§ Document section
* * * * * * *

Corsairs Budget Friendly Force LS SSD Gets Tested

Corsair has released the Force LS series SSD, and we review it. This is the arrival of the new 19nm MLC based Force LS series for consumers. The LS line of solid-state storage units is actually a bit faster than most high-end drives made of NAND chips (Toggle) yet, is intended as the more affordable SSD series within the Corsair lineup. The SSDs are rated with a whopping 560 MB/s sequential read (530 MB/sec write) speed running over the all too familiar SATA 6.0 Gbps connection interface. Interesting, however, is a relatively unknown controller, a Phison controller is being used. And as our results will show you, Phison can compete just fine with Marvell and Sandforce/LSI. The LS makes use of the normal 2.5-inch form factor and has a thickness of 7mm. TRIM is supported, of course.

* * * * * * *

§ Input material
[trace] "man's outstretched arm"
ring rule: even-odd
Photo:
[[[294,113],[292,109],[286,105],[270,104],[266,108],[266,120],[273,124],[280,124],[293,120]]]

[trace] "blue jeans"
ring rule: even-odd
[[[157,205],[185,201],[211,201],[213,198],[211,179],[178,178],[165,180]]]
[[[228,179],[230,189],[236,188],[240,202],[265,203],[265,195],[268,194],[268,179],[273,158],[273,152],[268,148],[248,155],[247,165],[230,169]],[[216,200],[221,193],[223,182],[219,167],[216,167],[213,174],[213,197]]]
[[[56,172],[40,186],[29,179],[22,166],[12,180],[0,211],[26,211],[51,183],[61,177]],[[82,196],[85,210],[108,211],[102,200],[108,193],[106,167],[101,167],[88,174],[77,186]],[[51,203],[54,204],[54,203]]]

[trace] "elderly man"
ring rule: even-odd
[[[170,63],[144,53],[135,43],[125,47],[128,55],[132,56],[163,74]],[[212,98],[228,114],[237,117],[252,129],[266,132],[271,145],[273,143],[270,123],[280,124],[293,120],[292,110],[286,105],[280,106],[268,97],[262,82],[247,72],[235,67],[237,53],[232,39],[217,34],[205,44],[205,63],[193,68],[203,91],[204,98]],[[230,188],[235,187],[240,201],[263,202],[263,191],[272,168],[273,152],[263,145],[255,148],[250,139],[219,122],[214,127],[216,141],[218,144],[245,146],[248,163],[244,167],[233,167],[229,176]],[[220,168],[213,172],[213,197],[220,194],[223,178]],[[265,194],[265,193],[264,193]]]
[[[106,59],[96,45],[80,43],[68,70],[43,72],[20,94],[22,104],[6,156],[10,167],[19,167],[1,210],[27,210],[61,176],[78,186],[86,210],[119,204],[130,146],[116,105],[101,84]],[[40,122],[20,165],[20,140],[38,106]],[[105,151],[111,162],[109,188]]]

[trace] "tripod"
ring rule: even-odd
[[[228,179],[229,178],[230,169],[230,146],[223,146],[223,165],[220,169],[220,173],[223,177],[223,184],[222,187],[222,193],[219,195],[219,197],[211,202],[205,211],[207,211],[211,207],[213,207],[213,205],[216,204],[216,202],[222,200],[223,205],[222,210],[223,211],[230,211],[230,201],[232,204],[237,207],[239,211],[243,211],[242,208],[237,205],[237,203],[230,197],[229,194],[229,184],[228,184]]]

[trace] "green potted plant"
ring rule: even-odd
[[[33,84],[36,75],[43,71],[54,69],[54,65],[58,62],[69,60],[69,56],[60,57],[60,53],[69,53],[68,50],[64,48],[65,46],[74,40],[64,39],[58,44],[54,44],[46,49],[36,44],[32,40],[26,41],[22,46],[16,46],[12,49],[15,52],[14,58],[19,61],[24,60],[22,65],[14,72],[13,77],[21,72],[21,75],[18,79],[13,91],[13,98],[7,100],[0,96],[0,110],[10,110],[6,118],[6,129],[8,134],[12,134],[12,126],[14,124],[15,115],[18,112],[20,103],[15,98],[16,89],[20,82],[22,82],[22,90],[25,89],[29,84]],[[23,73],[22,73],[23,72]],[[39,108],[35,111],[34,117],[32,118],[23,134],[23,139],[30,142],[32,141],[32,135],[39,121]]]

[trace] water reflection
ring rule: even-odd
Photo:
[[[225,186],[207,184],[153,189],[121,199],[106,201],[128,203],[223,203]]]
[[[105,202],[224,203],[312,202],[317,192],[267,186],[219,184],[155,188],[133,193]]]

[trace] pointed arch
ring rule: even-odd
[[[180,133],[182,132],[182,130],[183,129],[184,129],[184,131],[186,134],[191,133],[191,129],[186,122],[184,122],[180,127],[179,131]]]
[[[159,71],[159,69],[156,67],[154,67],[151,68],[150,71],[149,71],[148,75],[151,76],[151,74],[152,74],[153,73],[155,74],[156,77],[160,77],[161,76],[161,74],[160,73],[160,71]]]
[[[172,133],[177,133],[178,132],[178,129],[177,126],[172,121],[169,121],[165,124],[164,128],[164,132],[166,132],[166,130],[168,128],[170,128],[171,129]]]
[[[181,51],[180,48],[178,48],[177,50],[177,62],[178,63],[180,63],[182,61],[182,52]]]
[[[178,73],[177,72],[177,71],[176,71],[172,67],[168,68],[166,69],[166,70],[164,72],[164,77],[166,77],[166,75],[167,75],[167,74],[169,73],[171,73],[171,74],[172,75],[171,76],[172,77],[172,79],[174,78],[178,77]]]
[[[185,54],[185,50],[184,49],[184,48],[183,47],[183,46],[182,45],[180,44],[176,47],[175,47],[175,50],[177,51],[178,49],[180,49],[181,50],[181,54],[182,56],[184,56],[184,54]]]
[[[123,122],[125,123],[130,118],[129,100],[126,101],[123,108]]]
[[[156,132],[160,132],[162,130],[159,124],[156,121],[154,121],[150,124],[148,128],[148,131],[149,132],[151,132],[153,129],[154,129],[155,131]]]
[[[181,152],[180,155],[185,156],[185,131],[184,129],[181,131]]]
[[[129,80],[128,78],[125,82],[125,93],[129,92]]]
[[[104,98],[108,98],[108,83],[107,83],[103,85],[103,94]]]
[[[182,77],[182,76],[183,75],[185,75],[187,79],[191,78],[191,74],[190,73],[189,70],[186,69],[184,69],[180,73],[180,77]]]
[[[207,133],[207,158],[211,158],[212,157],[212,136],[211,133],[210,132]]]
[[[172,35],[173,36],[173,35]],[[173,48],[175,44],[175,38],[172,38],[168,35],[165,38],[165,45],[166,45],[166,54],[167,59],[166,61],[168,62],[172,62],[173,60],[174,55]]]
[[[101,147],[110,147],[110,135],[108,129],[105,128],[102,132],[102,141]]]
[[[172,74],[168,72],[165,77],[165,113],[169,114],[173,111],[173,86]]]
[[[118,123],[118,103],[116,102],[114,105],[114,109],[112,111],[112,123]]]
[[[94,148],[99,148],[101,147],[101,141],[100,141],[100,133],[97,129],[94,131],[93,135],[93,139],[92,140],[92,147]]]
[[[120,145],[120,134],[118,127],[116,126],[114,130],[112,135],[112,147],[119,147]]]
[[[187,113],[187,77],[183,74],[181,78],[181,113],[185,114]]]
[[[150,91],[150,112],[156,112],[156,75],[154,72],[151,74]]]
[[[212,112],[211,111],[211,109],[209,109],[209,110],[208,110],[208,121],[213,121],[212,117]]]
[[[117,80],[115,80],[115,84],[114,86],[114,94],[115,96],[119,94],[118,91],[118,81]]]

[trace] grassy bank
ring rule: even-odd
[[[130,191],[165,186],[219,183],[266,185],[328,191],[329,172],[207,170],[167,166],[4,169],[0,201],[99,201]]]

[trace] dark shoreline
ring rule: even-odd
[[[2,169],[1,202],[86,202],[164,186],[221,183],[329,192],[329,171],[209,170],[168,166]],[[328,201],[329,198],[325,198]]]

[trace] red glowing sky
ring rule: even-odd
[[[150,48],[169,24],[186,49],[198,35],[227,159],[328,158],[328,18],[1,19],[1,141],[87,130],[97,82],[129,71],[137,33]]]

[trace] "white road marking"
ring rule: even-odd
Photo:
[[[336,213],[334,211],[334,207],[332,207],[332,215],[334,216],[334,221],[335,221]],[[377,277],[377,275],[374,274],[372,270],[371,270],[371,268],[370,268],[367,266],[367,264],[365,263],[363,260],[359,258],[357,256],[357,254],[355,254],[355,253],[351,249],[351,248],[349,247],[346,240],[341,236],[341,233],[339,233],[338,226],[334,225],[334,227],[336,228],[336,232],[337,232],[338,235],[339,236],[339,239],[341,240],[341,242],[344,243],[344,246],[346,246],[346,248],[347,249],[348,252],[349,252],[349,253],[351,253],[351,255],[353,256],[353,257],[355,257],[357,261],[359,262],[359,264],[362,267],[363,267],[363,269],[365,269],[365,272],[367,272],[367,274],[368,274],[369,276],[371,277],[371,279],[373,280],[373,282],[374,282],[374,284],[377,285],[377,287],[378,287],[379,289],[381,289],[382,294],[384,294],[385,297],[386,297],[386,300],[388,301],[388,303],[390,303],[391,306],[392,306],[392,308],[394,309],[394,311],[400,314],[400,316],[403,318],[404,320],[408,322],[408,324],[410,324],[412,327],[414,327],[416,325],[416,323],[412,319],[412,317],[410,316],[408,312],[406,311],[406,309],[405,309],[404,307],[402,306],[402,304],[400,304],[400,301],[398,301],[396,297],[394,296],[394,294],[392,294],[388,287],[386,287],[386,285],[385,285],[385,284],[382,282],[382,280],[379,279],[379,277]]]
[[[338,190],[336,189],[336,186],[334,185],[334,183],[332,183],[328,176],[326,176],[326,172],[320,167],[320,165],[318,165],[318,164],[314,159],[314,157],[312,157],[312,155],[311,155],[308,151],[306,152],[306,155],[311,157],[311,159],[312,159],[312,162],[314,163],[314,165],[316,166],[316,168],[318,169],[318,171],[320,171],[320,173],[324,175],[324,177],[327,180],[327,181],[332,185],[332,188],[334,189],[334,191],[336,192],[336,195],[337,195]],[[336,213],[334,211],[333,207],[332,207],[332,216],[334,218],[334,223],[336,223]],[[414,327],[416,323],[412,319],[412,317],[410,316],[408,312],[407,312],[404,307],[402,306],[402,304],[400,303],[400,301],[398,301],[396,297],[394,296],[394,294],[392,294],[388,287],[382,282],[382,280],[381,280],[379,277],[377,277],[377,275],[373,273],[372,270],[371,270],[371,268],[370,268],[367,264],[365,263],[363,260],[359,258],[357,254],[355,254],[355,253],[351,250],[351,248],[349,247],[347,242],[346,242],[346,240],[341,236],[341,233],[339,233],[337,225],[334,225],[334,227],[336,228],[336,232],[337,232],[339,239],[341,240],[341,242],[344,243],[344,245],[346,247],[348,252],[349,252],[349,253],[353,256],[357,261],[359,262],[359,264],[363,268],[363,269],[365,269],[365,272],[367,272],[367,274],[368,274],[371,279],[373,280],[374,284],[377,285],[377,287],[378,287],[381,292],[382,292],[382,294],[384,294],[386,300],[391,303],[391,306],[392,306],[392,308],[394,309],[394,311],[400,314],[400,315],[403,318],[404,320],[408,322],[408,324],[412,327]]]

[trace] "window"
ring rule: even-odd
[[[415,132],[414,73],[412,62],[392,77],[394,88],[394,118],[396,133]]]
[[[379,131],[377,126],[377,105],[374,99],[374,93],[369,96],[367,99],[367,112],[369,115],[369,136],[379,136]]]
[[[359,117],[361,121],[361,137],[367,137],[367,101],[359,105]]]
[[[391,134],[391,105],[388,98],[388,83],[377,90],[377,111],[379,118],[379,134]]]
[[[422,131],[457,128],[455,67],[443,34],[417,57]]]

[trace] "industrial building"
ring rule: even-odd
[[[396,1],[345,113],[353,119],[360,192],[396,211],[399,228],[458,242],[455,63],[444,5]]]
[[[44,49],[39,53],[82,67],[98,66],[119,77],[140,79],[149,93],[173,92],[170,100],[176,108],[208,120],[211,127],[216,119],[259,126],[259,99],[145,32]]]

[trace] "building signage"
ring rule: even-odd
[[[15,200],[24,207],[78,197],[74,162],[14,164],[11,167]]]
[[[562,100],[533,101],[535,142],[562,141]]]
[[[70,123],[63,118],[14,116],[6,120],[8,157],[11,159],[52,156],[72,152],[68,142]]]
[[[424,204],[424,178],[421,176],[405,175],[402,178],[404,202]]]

* * * * * * *

§ Problems and tasks
A. In the Force LS SSD review, what kind of controller does the drive use?
B. How many lines of the rows contain the string "building"? Case counts. Give only the number.

§ Per-task answers
A. A Phison controller.

B. 2